>> Begin Exercise data

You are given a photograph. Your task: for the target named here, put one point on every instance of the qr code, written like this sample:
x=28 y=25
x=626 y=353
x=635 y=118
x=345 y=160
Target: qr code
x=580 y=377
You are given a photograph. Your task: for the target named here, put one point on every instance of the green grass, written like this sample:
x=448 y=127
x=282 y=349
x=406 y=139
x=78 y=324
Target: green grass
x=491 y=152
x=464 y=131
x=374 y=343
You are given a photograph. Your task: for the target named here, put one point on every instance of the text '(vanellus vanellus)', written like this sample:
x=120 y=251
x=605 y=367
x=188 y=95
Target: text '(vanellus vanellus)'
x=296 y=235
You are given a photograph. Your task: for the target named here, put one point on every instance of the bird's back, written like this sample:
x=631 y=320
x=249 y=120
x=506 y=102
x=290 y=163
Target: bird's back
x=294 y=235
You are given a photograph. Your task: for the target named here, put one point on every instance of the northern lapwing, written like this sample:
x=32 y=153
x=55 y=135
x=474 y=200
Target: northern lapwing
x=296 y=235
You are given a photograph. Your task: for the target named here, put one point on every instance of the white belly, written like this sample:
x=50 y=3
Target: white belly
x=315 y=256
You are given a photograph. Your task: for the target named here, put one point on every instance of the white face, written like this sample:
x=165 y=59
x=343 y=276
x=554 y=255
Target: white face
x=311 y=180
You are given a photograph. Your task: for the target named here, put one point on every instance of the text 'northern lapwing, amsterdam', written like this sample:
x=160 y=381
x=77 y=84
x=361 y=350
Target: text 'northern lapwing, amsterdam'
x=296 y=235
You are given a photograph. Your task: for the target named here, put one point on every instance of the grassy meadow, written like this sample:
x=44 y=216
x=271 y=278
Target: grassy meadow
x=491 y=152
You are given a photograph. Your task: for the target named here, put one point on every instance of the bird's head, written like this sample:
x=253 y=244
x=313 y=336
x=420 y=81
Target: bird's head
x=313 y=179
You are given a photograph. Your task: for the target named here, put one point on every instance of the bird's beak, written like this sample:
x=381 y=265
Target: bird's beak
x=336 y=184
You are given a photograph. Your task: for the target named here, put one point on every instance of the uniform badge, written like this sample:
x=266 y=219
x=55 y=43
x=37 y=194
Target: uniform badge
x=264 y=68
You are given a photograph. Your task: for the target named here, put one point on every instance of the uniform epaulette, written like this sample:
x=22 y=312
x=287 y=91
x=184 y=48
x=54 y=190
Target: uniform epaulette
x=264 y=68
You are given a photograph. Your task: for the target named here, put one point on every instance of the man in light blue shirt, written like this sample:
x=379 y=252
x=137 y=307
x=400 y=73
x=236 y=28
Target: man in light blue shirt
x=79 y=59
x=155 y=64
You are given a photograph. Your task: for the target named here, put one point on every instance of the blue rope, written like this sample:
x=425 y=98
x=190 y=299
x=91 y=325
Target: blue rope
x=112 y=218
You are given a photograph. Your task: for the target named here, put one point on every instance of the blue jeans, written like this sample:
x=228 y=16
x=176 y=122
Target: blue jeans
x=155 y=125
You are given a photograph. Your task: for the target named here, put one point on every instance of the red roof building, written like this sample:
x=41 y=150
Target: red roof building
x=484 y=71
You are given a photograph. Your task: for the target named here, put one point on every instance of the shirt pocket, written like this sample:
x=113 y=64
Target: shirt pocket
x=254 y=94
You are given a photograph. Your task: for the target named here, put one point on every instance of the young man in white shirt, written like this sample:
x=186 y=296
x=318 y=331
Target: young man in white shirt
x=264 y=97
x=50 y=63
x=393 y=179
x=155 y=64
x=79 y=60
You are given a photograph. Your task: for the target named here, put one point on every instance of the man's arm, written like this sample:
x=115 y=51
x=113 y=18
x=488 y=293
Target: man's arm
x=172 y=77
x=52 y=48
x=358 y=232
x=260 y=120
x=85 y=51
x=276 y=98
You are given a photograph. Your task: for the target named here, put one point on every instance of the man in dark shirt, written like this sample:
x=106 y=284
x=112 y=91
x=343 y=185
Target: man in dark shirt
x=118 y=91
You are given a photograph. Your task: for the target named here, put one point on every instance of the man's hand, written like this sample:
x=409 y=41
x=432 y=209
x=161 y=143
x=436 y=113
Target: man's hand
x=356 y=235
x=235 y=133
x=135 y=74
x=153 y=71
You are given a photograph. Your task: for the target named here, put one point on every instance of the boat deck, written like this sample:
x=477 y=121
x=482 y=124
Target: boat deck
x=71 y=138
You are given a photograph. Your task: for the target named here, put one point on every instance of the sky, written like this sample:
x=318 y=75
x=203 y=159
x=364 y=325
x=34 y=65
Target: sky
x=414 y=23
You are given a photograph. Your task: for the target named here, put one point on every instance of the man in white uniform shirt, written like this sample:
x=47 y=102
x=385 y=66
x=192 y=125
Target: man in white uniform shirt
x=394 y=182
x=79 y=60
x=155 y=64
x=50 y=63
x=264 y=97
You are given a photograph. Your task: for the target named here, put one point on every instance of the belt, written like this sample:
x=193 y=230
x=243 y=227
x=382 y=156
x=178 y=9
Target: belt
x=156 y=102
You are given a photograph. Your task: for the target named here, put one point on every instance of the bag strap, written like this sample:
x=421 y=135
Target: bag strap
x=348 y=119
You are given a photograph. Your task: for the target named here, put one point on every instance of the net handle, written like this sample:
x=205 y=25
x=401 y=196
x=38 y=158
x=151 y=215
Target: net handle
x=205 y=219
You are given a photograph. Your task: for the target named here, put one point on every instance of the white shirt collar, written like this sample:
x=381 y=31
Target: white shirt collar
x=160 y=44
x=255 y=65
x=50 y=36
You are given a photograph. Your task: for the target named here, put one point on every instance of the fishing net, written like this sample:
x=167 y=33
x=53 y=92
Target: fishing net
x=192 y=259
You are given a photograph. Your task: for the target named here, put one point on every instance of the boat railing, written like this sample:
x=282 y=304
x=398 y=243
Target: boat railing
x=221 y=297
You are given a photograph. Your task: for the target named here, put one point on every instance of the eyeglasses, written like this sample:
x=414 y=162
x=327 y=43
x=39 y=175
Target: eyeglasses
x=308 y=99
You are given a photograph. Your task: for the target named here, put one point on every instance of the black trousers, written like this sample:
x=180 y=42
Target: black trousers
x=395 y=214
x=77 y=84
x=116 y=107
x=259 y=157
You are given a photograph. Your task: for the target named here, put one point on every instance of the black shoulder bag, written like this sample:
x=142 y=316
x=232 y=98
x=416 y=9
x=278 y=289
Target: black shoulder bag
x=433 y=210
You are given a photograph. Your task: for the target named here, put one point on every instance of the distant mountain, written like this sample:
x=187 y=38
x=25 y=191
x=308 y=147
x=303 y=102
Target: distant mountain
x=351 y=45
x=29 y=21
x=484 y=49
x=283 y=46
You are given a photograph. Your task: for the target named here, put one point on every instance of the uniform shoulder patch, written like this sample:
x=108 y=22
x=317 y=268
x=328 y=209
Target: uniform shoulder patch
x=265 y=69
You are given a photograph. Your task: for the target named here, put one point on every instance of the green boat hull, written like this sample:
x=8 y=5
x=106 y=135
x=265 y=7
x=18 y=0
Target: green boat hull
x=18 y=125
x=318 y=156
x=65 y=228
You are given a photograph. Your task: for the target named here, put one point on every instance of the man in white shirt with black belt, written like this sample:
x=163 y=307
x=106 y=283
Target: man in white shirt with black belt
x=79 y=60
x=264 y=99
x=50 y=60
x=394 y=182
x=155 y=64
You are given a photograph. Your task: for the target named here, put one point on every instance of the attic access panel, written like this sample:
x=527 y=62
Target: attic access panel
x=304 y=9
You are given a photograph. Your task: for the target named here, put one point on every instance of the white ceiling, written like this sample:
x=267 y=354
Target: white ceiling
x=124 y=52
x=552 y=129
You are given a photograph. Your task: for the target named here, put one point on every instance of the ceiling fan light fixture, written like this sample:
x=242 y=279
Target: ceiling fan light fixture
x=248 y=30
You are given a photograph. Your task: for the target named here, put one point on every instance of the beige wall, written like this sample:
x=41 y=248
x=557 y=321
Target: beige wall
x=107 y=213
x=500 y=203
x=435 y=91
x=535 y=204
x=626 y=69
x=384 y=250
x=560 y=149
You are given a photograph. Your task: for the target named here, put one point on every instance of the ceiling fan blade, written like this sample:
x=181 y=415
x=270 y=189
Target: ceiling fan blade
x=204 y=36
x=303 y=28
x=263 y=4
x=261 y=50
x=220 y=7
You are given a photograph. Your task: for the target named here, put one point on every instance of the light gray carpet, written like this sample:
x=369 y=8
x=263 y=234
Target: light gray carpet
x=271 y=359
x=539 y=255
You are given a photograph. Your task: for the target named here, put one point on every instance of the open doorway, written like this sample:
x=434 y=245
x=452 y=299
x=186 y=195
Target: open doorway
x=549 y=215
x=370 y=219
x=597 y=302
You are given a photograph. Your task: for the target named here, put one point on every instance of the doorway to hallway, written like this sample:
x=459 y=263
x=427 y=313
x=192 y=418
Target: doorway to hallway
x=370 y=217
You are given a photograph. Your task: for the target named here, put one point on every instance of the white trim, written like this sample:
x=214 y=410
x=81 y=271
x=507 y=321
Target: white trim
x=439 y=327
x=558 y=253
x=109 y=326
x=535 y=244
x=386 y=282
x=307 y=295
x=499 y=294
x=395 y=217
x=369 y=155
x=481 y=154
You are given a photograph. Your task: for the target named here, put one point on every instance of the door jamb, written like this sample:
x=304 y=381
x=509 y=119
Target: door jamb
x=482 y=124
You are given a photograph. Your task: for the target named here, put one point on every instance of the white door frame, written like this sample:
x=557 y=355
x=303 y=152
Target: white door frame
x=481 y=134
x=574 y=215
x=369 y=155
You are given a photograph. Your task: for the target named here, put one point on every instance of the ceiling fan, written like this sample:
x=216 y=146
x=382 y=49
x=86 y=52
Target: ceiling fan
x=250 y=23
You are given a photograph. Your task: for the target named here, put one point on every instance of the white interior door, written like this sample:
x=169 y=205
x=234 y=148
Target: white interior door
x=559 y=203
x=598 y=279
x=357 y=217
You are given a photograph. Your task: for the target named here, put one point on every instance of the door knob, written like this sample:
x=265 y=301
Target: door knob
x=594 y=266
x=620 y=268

>> End Exercise data

Take the line in which "ceiling fan, written" occurs and each subsequent line through the end; give these lines again without alteration.

Answer below
You are given a photograph. Your task: for the target named here, put one point on every instance of the ceiling fan, written like this sample:
x=216 y=146
x=382 y=49
x=86 y=52
Target: ceiling fan
x=250 y=23
You are given a photograph. Your task: for the target named here, put one point on every instance of the white interior door, written like this sample:
x=169 y=205
x=234 y=148
Target: white interior door
x=559 y=203
x=598 y=279
x=357 y=217
You are given a photograph. Your task: for the target named here, put one point on every instance of the door knob, written like this sample:
x=265 y=301
Target: door knob
x=594 y=266
x=620 y=268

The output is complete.